_SELECTED EXCERPT_
The Prompt: Let’s talk about recent AI missteps
Global VP, AI & Business Solutions at Google Cloud
Generative AI in Google
Google brings new AI capabilities to developers & businessesRead more
Business leaders are buzzing about generative AI. To help you keep up with this fast-moving, transformative topic, each week in “The Prompt,” we’ll bring you observations from our work with customers and partners, as well as the newest AI happenings at Google. In this edition, Philip Moyer, Global VP, AI & Business Solutions at Google Cloud, discusses reports of recent AI-related mishaps.
An unfortunate New York lawyer was recently in the news for submitting a court brief built on fictional case citations conjured up by a generative AI assistant. I don’t say this to criticize the AI solution or the lawyer, who faces potential sanctions but also made an all-too-common mistake. Rather, I want to discuss this because it’s an all-too-common mistake.

_RECORD EXCERPTS_
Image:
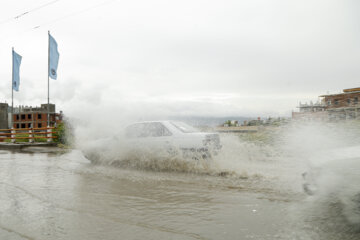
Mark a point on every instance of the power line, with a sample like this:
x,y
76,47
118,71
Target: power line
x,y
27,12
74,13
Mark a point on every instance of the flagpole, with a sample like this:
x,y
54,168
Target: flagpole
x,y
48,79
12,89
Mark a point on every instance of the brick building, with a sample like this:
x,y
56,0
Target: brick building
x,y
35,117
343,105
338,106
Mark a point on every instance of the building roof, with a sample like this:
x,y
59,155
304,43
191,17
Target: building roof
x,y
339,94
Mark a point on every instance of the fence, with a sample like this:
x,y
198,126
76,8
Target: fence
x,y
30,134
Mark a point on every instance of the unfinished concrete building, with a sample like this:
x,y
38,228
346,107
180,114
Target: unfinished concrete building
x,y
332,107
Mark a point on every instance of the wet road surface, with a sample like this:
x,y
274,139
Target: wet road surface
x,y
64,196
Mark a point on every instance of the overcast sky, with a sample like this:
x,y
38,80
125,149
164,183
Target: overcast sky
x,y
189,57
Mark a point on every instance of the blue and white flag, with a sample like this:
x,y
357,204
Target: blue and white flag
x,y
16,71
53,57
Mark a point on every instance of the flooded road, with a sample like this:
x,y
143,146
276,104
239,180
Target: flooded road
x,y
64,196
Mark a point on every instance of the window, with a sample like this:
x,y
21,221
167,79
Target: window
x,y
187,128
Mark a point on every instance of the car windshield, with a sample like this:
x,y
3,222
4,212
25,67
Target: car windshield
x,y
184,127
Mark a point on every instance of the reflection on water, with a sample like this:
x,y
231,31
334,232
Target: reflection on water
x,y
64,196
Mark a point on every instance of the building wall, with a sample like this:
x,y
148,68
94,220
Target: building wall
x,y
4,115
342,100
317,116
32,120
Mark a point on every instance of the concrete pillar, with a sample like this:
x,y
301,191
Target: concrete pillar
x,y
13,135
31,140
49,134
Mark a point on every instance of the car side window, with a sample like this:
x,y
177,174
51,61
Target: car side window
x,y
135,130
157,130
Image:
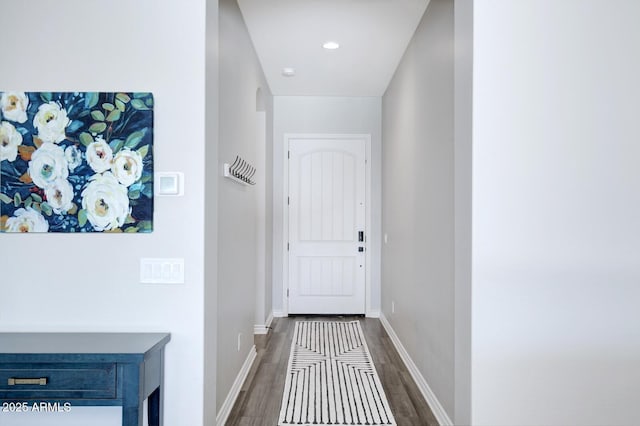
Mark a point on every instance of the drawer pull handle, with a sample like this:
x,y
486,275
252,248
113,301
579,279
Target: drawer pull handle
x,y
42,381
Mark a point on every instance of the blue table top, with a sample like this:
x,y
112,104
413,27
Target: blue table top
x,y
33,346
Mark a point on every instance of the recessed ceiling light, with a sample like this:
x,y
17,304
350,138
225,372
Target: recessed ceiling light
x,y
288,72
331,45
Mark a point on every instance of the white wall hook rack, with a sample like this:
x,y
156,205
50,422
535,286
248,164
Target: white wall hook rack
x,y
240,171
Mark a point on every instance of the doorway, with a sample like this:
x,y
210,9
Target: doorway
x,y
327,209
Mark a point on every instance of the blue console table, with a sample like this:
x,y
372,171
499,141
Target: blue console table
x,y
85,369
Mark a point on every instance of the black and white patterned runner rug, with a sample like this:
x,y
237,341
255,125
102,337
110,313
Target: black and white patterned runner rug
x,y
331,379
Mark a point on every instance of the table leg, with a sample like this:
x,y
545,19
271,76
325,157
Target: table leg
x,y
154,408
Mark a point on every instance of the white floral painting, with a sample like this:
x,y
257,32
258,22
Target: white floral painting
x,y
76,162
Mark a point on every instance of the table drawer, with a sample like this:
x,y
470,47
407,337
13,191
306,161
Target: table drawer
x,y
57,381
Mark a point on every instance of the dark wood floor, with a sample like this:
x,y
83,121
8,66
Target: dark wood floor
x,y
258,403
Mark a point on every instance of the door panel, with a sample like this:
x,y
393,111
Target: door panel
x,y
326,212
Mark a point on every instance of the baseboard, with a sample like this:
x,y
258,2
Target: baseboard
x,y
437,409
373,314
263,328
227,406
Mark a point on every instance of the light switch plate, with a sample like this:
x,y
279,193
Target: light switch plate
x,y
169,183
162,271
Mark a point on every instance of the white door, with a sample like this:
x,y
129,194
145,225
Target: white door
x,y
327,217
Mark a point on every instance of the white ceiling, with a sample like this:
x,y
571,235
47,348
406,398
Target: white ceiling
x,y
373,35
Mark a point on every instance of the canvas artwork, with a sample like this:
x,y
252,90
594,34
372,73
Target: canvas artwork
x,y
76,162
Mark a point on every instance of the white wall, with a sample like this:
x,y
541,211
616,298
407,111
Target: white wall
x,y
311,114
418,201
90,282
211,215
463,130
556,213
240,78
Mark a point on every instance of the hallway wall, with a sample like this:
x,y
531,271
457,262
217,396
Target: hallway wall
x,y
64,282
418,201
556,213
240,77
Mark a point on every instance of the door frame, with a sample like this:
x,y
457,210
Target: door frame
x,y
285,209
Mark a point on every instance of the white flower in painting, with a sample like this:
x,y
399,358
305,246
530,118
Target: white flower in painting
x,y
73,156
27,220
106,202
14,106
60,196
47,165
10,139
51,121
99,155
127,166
* * *
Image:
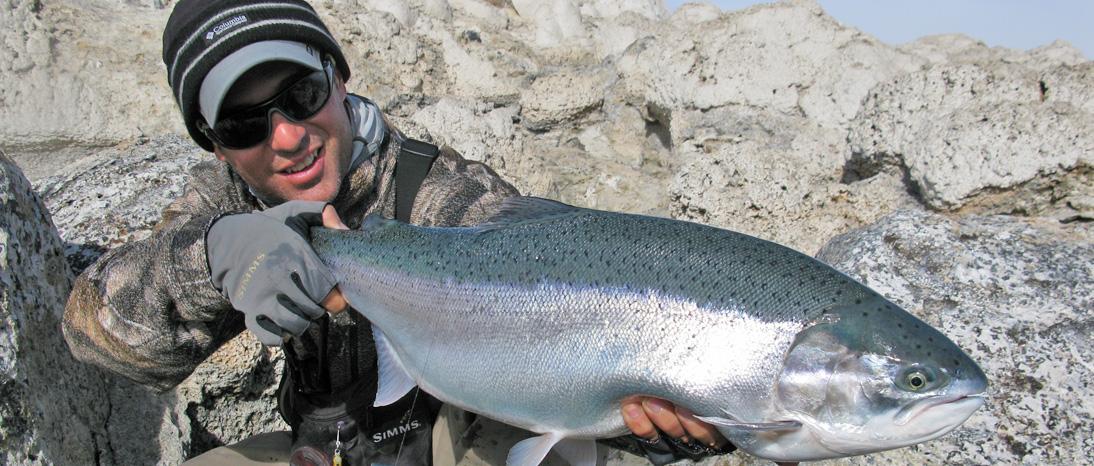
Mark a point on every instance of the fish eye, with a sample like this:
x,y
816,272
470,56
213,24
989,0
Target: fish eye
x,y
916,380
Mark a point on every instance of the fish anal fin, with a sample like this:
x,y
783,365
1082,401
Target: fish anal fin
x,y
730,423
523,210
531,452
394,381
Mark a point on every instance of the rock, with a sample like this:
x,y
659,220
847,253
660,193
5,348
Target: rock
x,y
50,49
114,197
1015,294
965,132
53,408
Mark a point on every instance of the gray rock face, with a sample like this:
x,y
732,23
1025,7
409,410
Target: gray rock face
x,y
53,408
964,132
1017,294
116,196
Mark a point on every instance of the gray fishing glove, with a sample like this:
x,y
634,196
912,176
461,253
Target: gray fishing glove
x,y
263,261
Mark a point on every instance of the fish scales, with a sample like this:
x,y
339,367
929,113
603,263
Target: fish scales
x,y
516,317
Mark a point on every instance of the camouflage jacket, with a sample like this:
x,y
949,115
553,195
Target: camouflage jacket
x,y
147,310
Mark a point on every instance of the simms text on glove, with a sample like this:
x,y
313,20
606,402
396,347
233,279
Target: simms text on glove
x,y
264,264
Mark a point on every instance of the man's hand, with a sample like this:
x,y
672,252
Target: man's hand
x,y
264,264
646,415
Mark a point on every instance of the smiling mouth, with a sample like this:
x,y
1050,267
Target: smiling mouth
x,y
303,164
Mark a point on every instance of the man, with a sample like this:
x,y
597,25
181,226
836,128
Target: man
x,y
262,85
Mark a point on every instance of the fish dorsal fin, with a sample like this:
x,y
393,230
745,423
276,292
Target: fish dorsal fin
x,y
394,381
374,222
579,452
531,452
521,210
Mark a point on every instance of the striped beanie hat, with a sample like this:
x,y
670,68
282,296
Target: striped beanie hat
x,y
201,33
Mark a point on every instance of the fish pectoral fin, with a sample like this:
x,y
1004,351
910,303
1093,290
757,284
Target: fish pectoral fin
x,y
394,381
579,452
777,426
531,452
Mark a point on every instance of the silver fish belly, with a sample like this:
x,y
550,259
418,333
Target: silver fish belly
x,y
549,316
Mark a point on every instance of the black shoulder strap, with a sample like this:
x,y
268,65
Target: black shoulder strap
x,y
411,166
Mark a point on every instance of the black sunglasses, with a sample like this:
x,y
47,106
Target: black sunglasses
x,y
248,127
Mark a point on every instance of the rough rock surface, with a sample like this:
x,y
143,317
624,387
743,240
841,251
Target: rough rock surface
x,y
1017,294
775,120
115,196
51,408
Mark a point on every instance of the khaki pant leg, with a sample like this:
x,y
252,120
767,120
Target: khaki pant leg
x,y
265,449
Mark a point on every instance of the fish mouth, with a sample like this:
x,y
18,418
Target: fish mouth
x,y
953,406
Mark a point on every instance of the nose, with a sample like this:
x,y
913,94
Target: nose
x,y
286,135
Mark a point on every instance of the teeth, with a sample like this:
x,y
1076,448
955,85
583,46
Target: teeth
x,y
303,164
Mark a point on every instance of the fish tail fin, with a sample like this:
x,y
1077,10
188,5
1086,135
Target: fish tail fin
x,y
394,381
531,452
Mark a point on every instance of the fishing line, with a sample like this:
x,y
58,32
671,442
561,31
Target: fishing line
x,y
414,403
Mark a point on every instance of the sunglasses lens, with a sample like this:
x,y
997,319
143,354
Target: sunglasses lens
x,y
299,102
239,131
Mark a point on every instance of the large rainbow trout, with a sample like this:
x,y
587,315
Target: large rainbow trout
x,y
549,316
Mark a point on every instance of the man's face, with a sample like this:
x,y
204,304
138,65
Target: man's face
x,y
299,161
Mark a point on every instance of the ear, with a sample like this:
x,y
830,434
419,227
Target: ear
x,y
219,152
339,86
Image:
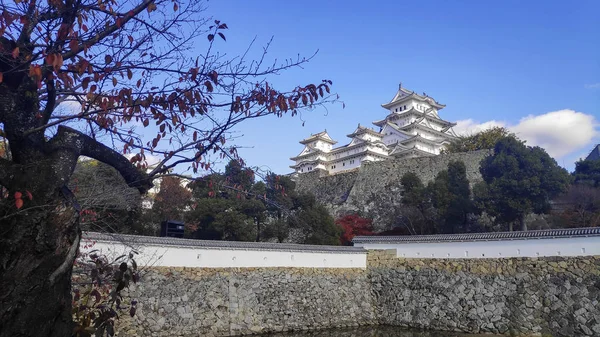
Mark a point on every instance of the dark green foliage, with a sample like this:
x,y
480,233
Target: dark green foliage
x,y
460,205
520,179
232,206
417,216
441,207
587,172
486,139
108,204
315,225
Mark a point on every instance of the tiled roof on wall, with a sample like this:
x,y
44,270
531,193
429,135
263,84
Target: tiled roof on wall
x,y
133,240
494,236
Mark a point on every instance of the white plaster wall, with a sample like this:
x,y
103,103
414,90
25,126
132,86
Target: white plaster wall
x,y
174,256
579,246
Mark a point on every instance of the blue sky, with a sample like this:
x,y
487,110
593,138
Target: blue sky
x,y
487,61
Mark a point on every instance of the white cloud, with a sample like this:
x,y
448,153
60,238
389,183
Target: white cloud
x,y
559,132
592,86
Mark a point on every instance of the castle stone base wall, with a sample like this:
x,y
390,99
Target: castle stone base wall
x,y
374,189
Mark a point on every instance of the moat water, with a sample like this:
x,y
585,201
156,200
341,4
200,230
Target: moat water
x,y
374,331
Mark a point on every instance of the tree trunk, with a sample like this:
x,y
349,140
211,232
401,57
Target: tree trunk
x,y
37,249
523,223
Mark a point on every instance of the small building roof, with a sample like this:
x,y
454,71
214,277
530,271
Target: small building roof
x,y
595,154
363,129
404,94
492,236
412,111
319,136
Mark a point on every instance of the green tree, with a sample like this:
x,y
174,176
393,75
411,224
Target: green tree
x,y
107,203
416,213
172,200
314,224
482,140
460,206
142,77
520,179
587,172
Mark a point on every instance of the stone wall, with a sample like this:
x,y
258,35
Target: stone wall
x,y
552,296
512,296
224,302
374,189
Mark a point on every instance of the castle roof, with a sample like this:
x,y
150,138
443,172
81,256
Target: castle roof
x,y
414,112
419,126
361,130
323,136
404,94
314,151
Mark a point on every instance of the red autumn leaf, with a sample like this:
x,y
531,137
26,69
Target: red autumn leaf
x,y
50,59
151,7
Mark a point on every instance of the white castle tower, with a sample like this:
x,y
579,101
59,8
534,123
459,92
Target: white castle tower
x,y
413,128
---
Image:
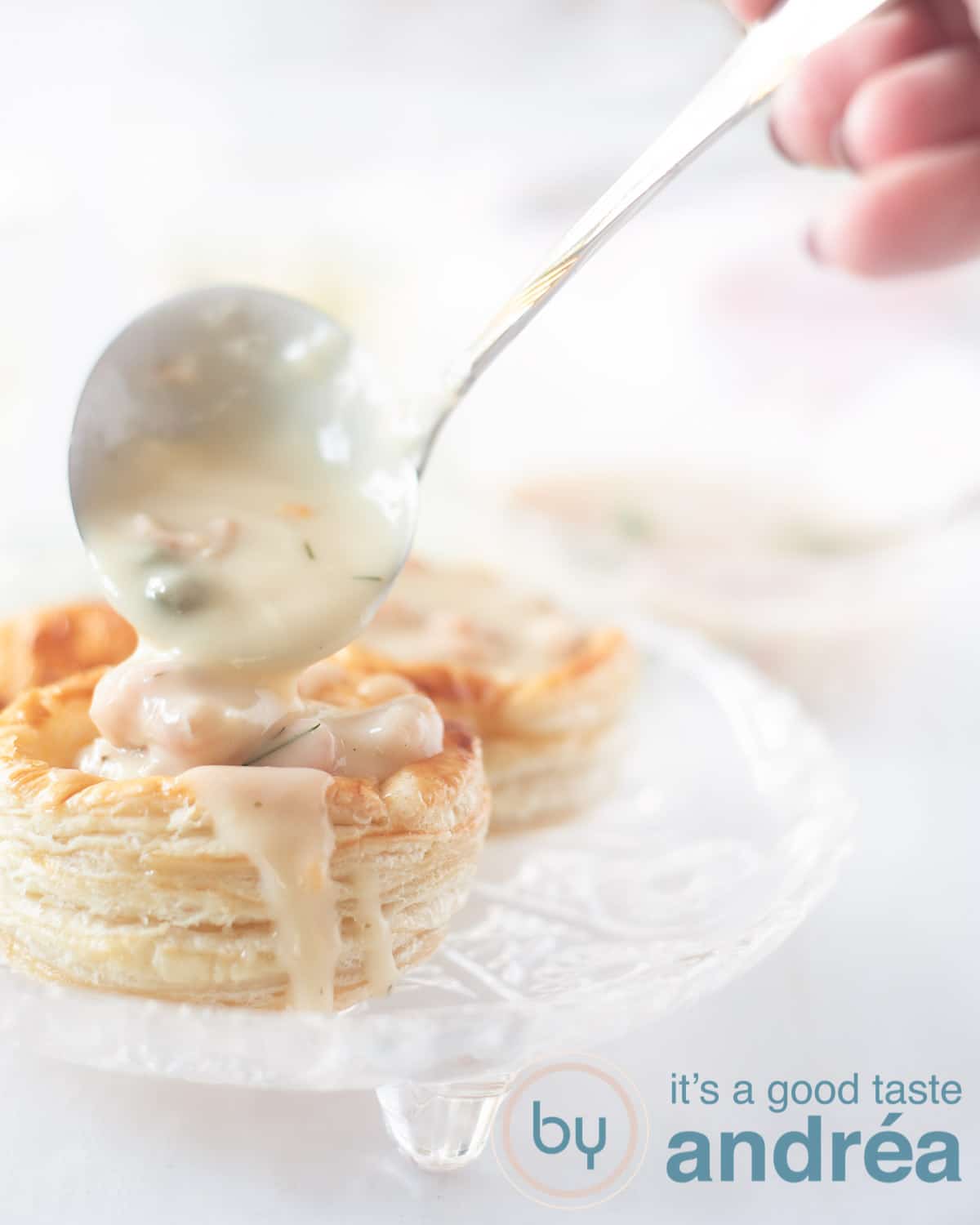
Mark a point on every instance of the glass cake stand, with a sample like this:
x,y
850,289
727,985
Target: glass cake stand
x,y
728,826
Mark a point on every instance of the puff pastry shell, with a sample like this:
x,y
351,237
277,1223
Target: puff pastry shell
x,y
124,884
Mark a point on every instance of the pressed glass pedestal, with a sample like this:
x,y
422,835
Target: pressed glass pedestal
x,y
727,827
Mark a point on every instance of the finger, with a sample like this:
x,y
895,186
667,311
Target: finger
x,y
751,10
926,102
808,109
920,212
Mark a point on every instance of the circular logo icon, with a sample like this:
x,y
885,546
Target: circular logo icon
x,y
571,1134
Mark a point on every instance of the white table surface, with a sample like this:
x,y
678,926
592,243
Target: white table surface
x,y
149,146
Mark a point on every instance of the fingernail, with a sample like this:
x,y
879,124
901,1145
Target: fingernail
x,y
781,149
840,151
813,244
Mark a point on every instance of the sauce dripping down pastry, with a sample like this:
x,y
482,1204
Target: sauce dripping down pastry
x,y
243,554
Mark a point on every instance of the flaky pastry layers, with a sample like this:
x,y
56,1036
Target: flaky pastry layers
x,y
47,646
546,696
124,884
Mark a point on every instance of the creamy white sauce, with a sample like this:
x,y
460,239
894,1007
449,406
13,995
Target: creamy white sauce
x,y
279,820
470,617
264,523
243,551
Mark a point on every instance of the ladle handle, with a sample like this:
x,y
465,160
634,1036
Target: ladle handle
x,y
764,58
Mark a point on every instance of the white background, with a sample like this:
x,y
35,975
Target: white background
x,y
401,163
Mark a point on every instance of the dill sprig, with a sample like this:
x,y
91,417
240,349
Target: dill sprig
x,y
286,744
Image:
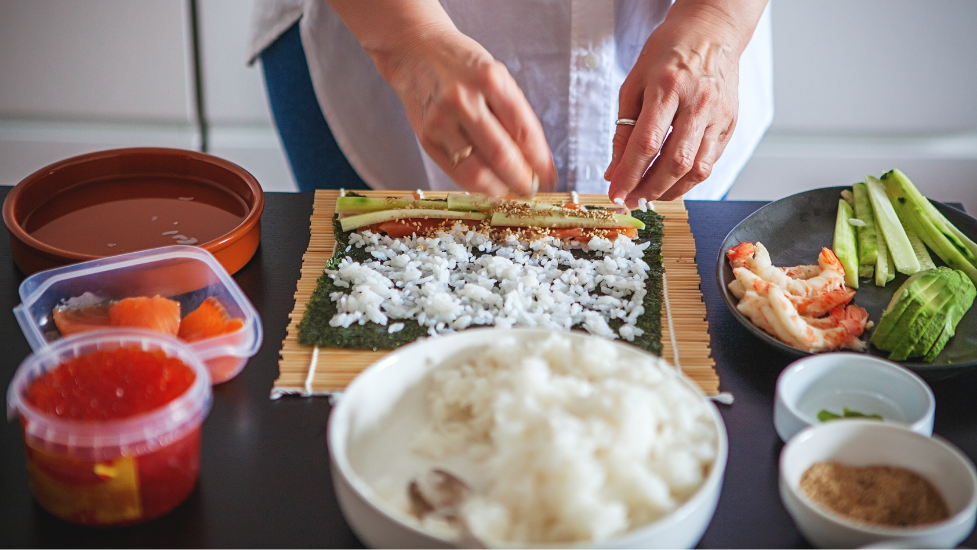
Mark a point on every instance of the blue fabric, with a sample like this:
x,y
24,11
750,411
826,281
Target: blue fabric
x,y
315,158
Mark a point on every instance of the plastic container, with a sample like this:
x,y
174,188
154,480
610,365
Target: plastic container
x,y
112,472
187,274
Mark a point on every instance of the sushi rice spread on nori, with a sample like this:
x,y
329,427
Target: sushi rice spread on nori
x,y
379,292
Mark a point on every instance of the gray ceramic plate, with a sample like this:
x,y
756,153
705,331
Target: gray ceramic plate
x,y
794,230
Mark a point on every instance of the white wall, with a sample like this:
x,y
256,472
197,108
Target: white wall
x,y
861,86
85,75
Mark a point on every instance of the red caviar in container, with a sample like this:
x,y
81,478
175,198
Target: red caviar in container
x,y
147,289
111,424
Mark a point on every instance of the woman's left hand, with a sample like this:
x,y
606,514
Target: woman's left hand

_TO DO_
From the post on recent AI missteps, pull out the passage from "An unfortunate New" up to and including "it’s an all-too-common mistake.", word for word.

_ANSWER FOR THE TASK_
An unfortunate New York lawyer was recently in the news for submitting a court brief built on fictional case citations conjured up by a generative AI assistant. I don’t say this to criticize the AI solution or the lawyer, who faces potential sanctions but also made an all-too-common mistake. Rather, I want to discuss this because it’s an all-too-common mistake.